__LISTED RECORDS__
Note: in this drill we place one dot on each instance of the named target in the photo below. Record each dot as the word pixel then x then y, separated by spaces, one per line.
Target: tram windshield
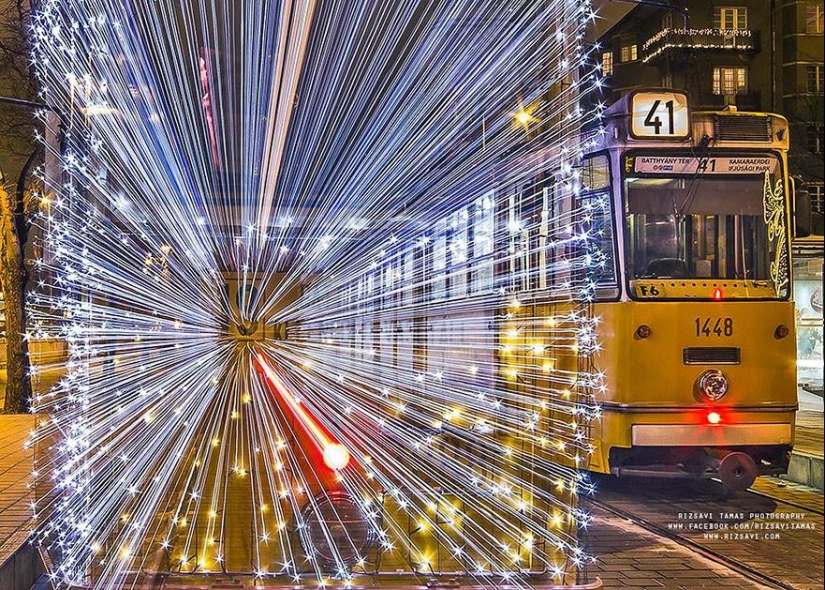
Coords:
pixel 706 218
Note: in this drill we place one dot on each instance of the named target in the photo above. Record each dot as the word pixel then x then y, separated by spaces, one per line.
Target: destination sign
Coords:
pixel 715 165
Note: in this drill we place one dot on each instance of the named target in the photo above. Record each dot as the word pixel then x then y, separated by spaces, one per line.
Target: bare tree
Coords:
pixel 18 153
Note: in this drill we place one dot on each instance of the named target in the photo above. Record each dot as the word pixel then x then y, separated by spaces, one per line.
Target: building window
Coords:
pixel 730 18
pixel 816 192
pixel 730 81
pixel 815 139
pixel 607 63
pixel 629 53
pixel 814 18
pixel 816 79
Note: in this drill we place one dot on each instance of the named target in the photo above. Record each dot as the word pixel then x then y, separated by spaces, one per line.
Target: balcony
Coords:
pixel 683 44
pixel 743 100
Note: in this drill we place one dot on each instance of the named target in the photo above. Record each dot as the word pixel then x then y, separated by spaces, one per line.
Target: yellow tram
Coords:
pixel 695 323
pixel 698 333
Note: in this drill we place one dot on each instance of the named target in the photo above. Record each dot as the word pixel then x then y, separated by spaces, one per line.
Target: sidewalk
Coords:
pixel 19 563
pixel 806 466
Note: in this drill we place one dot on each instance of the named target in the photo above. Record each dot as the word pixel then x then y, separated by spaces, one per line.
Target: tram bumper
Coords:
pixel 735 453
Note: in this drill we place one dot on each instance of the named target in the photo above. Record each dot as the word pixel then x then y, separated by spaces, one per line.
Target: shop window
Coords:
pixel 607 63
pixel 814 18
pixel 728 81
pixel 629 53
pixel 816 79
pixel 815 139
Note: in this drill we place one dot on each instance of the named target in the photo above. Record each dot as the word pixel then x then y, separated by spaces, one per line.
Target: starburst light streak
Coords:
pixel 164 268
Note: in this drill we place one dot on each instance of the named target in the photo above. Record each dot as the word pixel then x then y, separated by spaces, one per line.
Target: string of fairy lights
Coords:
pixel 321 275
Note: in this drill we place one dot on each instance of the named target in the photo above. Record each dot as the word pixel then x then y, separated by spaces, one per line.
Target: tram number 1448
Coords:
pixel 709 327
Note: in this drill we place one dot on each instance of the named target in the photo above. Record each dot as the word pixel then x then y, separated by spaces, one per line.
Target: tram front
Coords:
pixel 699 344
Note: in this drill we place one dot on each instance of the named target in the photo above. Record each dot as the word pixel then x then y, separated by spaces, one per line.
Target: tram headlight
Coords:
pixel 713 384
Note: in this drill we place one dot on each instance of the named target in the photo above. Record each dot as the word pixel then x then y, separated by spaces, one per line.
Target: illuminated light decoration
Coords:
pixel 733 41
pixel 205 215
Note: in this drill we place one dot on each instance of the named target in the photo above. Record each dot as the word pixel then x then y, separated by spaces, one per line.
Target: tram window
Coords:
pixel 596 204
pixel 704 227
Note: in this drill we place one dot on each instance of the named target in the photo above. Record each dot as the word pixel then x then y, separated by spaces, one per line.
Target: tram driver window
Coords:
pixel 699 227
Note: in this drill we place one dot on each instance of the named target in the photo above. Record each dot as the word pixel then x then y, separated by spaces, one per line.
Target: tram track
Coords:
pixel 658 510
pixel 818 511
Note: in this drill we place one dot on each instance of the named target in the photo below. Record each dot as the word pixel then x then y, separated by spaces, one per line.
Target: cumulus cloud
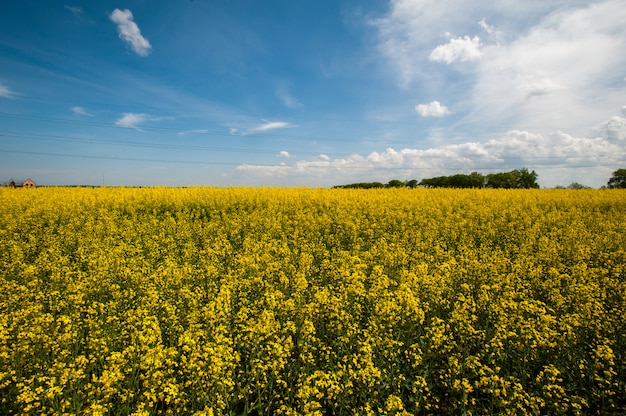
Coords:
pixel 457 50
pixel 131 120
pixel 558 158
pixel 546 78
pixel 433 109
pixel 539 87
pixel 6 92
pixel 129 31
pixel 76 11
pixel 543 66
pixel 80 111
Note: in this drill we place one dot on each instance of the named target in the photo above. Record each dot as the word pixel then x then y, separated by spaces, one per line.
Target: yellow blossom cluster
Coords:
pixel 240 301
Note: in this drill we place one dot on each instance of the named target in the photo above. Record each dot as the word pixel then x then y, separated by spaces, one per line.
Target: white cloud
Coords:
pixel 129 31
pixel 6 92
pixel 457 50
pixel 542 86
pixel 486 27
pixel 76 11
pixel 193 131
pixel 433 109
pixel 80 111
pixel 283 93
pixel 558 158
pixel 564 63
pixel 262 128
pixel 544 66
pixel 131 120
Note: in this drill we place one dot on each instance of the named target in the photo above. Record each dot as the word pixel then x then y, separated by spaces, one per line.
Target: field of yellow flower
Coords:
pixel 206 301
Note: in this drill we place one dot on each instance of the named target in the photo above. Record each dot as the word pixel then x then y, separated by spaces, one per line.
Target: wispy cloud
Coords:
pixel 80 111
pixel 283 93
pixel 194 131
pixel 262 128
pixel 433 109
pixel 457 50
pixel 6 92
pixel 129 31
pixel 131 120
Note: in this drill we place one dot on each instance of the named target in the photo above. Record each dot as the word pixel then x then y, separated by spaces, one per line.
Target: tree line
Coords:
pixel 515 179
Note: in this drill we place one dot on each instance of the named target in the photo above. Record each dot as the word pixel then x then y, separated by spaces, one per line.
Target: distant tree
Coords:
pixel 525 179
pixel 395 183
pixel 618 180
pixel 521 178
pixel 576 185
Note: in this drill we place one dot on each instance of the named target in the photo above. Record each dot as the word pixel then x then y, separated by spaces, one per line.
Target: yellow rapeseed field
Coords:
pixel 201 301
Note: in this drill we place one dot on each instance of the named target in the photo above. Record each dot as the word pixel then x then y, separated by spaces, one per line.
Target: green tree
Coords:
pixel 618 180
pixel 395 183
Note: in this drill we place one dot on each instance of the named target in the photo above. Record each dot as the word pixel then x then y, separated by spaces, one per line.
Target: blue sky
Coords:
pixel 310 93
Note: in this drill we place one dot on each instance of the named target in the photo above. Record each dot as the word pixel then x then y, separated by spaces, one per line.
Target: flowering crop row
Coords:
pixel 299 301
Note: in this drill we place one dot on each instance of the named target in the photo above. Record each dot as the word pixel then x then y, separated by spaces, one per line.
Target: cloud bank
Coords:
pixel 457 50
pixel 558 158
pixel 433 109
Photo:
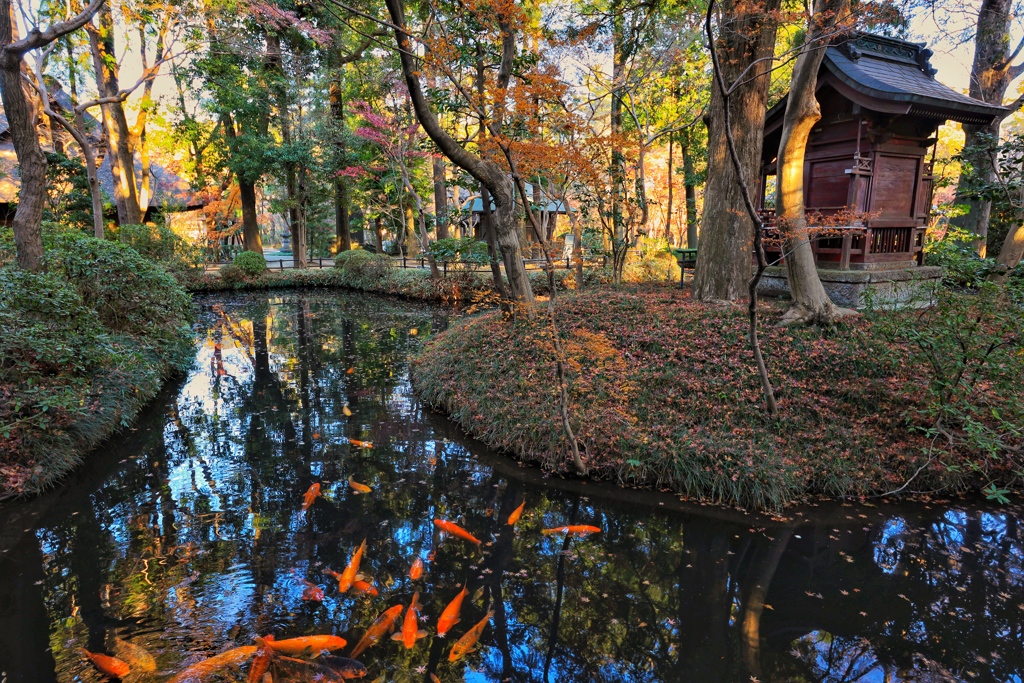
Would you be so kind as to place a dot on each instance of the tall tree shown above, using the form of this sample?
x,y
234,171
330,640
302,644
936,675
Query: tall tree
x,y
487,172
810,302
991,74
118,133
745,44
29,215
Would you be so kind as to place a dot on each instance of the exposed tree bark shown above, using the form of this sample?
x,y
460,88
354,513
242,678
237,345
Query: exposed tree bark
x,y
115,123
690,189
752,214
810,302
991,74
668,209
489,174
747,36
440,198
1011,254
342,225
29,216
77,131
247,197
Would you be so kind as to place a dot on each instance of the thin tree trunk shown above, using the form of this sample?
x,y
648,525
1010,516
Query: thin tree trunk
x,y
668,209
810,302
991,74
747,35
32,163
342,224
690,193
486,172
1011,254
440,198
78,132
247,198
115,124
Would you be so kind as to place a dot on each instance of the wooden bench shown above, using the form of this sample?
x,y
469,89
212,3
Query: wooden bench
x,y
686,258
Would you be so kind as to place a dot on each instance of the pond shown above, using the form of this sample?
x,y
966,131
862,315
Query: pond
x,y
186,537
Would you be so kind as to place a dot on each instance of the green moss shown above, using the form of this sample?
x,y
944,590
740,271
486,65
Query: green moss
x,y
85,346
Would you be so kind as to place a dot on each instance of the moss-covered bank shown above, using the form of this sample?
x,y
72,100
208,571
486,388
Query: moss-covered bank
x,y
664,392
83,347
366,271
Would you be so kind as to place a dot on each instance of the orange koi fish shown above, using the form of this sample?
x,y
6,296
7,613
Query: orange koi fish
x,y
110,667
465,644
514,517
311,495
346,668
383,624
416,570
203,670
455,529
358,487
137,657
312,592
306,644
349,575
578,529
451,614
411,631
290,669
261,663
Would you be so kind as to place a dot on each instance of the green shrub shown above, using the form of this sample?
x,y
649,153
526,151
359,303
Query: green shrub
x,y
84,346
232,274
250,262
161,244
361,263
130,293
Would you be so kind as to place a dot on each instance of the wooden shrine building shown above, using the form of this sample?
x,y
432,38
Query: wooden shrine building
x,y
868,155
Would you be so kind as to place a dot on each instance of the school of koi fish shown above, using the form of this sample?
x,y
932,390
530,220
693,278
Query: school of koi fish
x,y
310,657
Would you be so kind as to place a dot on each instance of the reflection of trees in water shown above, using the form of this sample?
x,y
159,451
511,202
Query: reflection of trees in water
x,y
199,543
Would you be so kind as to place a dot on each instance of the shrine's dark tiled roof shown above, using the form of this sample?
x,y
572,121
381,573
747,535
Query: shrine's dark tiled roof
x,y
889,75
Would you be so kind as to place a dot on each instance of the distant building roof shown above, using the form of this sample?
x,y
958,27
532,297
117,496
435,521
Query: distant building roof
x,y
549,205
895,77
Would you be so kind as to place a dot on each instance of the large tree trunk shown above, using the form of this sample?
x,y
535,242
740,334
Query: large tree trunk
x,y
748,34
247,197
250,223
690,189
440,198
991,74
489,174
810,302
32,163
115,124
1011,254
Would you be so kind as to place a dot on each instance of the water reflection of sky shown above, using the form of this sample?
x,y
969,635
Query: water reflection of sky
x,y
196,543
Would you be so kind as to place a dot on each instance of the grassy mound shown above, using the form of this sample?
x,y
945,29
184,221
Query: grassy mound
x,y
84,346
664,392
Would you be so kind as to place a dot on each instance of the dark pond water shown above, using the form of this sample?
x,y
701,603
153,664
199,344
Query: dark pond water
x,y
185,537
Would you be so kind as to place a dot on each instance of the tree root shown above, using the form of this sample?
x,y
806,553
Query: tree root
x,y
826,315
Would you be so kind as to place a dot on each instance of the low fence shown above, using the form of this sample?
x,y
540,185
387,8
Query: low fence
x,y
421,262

__REQUEST__
Please pull out the rows from the very first line through the line containing "pixel 698 333", reproducing each line unchanged. Leave the pictures out of your answer.

__TASK RESPONSE__
Note: in this drill we place one dot on each instance of the named target in the photo below. Record each dot as the word pixel then x then y, separated by spaces, one per line.
Target: tram windshield
Coords:
pixel 706 218
Note: in this drill we place one dot on each instance of the named target in the photo above. Record each dot as the word pixel then x then y, separated by spaces, one per line.
Target: destination sign
Coords:
pixel 715 165
Note: in this drill we place one dot on each instance of the named target in the photo above. Record each dot as the word pixel then x then y, separated by spaces, one per line.
Target: bare tree
Coords:
pixel 18 153
Note: in this drill we place one dot on each instance of the named target in the photo above. Record each dot as the word pixel then x then y, separated by spaces, one per line.
Target: building window
Coords:
pixel 730 18
pixel 816 192
pixel 730 81
pixel 815 139
pixel 607 63
pixel 629 53
pixel 814 18
pixel 816 79
Note: in this drill we place one dot on each instance of the named target in the photo above. Record each dot as the word pixel then x then y, separated by spaces, one per line.
Target: balcony
Coords:
pixel 683 44
pixel 743 100
Note: in this drill we place one dot on each instance of the named target in the photo above. Record each dot as the word pixel then x then y, separated by spaces, one per line.
Target: yellow tram
Coords:
pixel 695 323
pixel 698 333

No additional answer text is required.